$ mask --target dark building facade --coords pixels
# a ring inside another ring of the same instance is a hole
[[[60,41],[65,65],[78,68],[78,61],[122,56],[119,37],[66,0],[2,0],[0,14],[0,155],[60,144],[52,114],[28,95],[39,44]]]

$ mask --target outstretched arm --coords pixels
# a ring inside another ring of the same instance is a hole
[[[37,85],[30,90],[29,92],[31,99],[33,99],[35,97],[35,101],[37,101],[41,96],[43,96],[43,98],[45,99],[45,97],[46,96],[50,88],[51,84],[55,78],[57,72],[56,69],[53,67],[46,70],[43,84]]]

......

**Exercise details:**
Show each line of the rows above that contains the string "mask". Case counts, so match capital and lowercase letters as given.

**Correct result:**
$ mask --target dark building facade --coords pixels
$ mask --target outstretched arm --coords pixels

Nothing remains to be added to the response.